▶ Extracted text:
....

And if so, how could this be addressed?
The best solution I can think of is to logically group high-cardinality properties into "buckets", however if there are enough unique values to be a problem, then manually grouping them would be labour consuming as well. 

Edit:
This is trivial and only partially addresses the problem, but one of the things I ended up doing is replacing all relatively rare categorical values with a new, "other" category. It could be time consuming to optimise the threshold when to consider value "rare", but at least this approach can be automated.
 A: If one categorical variable has high cardinality, wouldn't encoding it this way "overpower" other (for example binary) variables?
It depends on the algorithm.
Algorithms based on the sampling of the columns (random forests, extremely randomized trees, gradient boosting or a bagged classifier...) train a lot of models on subsamples of the data. If 90% of your columns represent a "dummified" variable, it is likely that a large number of the models are actually working on the same variable, therefore, making them more correlated than they should be, thus arming performance.
Linear regression methods will not be affected, they will simply give a weight to every binary variable produced by the encoded variable.

....

▶ Exercises to complete:
a - In the discussion of high-cardinality variables, what did the asker end up replacing relatively rare categorical values with?
b - Say whether each statement agrees with the discussion of high-cardinality variables, and quote the deciding words: (i) Linear regression methods are affected by the encoded variable. (ii) The approach of replacing rare values can be automated. (iii) Random forests train models on subsamples of the data.
c - Continue the discussion of high-cardinality variables from the point where it stops.
None of the data after this point is needed.

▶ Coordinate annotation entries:
....

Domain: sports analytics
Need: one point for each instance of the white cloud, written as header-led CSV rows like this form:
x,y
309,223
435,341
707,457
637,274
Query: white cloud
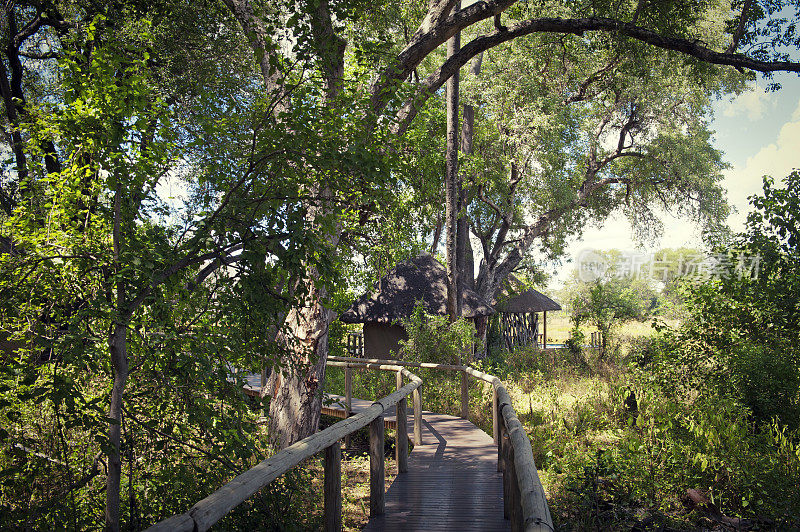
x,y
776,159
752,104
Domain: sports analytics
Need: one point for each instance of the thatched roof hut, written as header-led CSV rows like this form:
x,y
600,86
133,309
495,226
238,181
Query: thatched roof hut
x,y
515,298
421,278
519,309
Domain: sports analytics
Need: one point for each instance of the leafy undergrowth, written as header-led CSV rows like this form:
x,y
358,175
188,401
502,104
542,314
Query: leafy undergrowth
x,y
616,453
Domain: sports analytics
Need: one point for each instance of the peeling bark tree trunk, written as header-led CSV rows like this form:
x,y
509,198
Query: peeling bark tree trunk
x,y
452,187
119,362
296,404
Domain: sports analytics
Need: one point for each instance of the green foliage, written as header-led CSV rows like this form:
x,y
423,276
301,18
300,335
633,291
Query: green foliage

....

▶ Responses per task:
a - A new "other" category.

b -
(i) No: "Linear regression methods will not be affected"
(ii) Yes: "at least this approach can be automated"
(iii) Yes: "train a lot of models on subsamples of the data"

c -
With nearest neighbours and similarity based methods (such as kernel SVMs) the impact should be limited as well. No matter the number of columns, the only thing that matters in the end is the inner product or the distance between two lines of your data. However, the number of columns that stems from a nominal variable, the distance (or inner product) can only be 0 or 1 (the nominal variables were equal or not).
If our classifier model is aware of relationships between variables, wouldn't it unnecessarily attempt to find relationships between introduced binary "components" of the same variable?
How is your classifier "aware" of relationships between variables ? I am not sure I can address this question.
And if so, how could this be addressed?
In the case of any method relying on samples of the columns, prior weights could be given to the columns (so that they are not selected with the same probabilities). However, I do not have any implementations in mind that do this. A quick fix could be to repeat the other columns, so that there likelihood to be selected artificially increases.